| WRITTEN PROBLEM |
Put each line of the records below into a numbered list, leaving out any blank lines.
═════ INPUT RECORDS ═════
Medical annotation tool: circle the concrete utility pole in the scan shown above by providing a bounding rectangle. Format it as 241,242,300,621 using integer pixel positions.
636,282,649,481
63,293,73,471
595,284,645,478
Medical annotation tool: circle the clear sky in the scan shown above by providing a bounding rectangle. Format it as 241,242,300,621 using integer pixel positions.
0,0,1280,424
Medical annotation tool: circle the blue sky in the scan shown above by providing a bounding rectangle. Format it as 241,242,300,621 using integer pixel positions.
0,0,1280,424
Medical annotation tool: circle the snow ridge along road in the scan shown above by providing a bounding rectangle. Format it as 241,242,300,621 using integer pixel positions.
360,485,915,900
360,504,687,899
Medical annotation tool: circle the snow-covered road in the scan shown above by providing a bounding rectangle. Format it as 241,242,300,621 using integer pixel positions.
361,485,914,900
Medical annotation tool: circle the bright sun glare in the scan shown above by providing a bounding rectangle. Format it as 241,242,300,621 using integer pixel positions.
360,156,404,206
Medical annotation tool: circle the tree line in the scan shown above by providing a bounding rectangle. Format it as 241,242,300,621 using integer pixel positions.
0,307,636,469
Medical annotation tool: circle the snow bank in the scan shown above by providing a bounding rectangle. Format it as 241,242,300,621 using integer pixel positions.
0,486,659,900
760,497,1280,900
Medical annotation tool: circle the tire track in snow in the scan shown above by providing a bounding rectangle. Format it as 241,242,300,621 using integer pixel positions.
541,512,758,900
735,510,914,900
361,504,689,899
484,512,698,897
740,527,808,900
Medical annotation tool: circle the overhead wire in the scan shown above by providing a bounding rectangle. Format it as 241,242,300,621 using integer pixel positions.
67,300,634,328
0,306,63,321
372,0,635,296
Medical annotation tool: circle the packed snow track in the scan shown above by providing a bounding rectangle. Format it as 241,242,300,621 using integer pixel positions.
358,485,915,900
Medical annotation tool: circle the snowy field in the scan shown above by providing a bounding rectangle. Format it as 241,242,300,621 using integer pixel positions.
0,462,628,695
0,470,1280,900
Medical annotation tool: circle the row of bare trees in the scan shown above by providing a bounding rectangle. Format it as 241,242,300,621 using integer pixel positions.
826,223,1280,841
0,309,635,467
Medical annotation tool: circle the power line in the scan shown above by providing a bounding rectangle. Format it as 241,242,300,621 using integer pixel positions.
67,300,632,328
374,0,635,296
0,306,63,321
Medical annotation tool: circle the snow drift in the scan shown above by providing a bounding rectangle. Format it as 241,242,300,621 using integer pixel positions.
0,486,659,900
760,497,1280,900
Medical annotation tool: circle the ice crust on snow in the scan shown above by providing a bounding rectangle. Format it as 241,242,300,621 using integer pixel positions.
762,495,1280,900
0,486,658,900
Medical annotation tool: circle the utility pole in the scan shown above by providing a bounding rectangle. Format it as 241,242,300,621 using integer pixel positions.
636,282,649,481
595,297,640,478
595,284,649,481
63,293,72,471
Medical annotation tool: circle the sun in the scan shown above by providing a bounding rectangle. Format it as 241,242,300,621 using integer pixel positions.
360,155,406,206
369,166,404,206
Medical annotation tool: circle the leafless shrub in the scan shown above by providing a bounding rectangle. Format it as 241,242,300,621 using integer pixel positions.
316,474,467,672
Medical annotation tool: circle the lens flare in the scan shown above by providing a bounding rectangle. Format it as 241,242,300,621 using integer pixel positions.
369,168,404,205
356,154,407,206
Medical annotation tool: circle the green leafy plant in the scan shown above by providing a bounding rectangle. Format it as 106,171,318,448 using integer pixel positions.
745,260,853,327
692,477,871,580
═════
| TASK OUTPUT |
1. Medical annotation tool: circle the concrete utility pole in the scan shown above by providing a bounding rectangle. Format it as 241,242,300,621 using integer pixel positions.
2. 636,282,649,481
3. 63,293,73,471
4. 595,284,645,478
5. Medical annotation tool: circle the clear sky in the scan shown above by providing a bounding rectangle. Format it as 241,242,300,621 using integer pixel positions.
6. 0,0,1280,424
7. Medical annotation tool: circle the blue sky in the scan shown above by providing a bounding rectangle. Format it as 241,242,300,621 using integer pixel positions.
8. 0,0,1280,424
9. Medical annotation tool: circle the snow ridge along road in the scan shown above by providing a bounding rectangle. Format it as 241,242,300,621 using integer pixel positions.
10. 360,485,915,900
11. 360,504,687,899
12. Medical annotation tool: circle the snow-covered road in the scan shown above by providing a bounding rectangle. Format it as 241,242,300,621 using integer pixel positions.
13. 361,485,914,900
14. Medical annotation tool: circle the bright sun glare in the scan shown above by providing a bounding rectangle. Format it as 241,242,300,621 using integer pixel positions.
15. 360,156,404,206
16. Medical annotation tool: circle the tree line in the scan shown above by providing a bounding rectangle. Format it as 241,242,300,621 using integer pixel positions.
17. 0,307,636,469
18. Medical annotation tool: circle the snow bank in the scan shown above by providing a bounding rectangle. Format it as 241,242,300,621 using integer pixel positions.
19. 0,486,659,900
20. 760,497,1280,900
21. Medical annotation tool: circle the tire track in snow in the scan shown above by providing a bounding rectangle. Format it as 241,242,300,621 using integer pixel positions.
22. 541,512,758,900
23. 735,510,914,900
24. 361,504,689,899
25. 484,512,698,897
26. 740,527,808,900
27. Medical annotation tool: circle the overhead wire in the scan shown above by providing a bounding rectangle. Format it as 241,242,300,621 using integer pixel positions.
28. 67,300,634,328
29. 0,306,63,321
30. 372,0,635,296
31. Medical annotation tool: circle the packed snow track in the scan shown above by providing a bounding rectangle. Format it as 241,242,300,621 using integer pixel positions.
32. 358,485,915,900
33. Medical annotation tool: circle the snowy field in the scan shown above by providing a bounding rectangle. Format it as 241,242,300,621 using integer pixel positions.
34. 0,462,628,695
35. 0,470,1280,900
36. Medical annotation tool: circle the row of bare trees in the scan shown above by providing a bounding rectangle. Format it as 241,242,300,621 using integer pixel positions.
37. 826,223,1280,841
38. 0,309,635,467
39. Medical annotation tool: circle the power line in the scan shown above by providing a bounding rectangle. Format it as 241,242,300,621 using integer pixel positions.
40. 67,300,632,328
41. 374,0,635,296
42. 0,306,63,321
43. Medical annotation tool: circle the snow drift in the scan shown above by providing a bounding rectangle. Format it as 241,242,300,621 using integer pixel positions.
44. 0,486,659,900
45. 760,497,1280,900
46. Medical annotation tool: circle the ice crust on snow in the scan shown above by providing a bounding rectangle. Format it as 241,242,300,621 using integer pixel positions.
47. 762,495,1280,900
48. 0,486,658,900
49. Medical annotation tool: circle the utility pole in the scan shown above by providing a bounding rectangle. Format it as 241,242,300,621 using integer pixel positions.
50. 636,282,649,481
51. 595,297,640,478
52. 595,284,649,481
53. 63,293,72,471
54. Medical annotation tool: circle the sun in the scan shown above by providing a bounding rectangle. Format it as 241,242,300,621 using integer pixel positions.
55. 360,155,406,206
56. 369,166,404,206
57. Medical annotation tool: circle the leafless shrub in the scan shown above by providing a bounding rectangle. Format it as 241,242,300,621 using integer pixel positions.
58. 316,474,467,672
59. Medical annotation tool: circle the lens flare in the scan shown above by providing a bounding rectangle. Format it as 241,242,300,621 using integer pixel positions.
60. 369,168,404,205
61. 356,154,407,206
62. Medical annotation tool: circle the green leafy plant in the scan shown above by providing a bounding rectangle. Format it as 106,171,318,448 using integer pixel positions.
63. 745,260,853,327
64. 692,477,871,580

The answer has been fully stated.